## start Material for this exercise

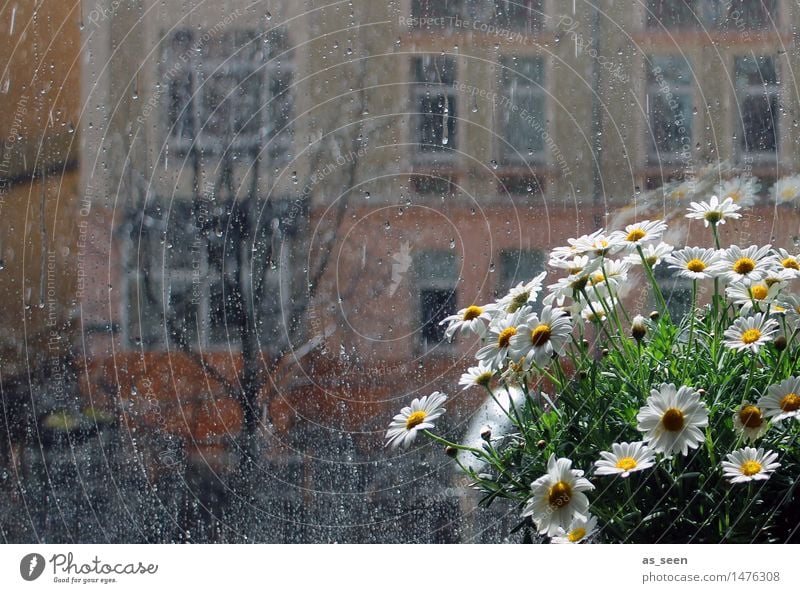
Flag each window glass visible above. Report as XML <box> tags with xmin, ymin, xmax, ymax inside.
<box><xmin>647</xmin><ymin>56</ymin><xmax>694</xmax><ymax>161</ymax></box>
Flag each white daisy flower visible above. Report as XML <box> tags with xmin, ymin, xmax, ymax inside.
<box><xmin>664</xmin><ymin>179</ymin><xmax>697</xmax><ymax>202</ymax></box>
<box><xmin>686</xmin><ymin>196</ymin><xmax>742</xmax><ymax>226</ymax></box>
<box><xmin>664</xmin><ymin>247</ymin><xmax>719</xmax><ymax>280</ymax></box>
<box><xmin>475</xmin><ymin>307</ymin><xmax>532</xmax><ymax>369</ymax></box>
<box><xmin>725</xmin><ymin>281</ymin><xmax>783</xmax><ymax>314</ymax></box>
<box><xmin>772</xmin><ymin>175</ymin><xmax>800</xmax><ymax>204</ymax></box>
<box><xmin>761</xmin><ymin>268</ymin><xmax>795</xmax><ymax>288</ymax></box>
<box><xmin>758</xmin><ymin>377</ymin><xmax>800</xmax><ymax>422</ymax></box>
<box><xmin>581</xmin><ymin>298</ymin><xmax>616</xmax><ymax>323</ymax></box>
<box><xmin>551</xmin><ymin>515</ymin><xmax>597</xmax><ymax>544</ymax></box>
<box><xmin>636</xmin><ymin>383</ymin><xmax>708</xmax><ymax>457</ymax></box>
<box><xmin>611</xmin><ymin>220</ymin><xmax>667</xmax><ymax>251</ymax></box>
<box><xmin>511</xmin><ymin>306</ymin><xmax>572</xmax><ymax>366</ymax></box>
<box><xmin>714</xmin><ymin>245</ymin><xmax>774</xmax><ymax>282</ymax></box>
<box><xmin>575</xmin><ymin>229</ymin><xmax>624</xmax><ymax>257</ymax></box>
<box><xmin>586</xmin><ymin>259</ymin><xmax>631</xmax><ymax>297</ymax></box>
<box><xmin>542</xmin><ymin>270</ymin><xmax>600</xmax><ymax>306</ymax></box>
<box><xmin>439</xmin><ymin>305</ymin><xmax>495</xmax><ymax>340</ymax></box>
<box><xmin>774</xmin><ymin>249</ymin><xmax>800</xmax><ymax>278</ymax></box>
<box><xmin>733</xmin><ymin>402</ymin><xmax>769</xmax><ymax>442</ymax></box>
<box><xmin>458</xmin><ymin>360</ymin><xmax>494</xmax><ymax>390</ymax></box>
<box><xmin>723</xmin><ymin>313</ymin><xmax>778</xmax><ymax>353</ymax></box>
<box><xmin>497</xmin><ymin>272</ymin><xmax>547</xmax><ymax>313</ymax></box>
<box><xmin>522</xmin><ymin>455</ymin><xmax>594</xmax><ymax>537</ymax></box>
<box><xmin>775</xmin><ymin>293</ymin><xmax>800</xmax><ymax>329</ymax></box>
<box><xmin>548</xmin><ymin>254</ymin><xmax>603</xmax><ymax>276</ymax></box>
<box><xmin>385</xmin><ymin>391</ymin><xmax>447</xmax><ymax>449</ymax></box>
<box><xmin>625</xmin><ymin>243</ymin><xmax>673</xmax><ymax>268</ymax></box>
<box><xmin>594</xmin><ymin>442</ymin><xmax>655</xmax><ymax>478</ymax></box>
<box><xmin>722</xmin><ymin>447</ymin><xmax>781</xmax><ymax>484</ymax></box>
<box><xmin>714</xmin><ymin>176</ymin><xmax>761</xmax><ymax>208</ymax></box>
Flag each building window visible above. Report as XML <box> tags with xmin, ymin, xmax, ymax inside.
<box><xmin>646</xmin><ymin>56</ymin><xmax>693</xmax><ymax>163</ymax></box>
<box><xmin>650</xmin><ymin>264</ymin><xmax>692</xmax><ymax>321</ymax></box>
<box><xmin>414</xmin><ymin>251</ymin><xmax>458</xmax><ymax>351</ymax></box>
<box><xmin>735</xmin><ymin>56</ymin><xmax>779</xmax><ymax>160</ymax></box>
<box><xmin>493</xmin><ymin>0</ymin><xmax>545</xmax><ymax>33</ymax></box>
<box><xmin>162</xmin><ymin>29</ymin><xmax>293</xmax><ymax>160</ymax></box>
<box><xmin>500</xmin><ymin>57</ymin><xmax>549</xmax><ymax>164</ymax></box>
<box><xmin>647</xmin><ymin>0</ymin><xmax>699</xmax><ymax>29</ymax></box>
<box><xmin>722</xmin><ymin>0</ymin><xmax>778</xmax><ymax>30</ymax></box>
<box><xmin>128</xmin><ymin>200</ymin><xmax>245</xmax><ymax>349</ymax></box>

## end Material for this exercise

• What you need to do:
Which lines above contain the word "inside"? Pick out each one and copy it in full.

• Exercise solution:
Flag each window glass visible above. Report as XML <box> tags with xmin, ymin, xmax, ymax inside.
Flag each white daisy flower visible above. Report as XML <box> tags with xmin, ymin, xmax, ymax inside.
Flag each building window visible above. Report as XML <box> tags with xmin, ymin, xmax, ymax inside.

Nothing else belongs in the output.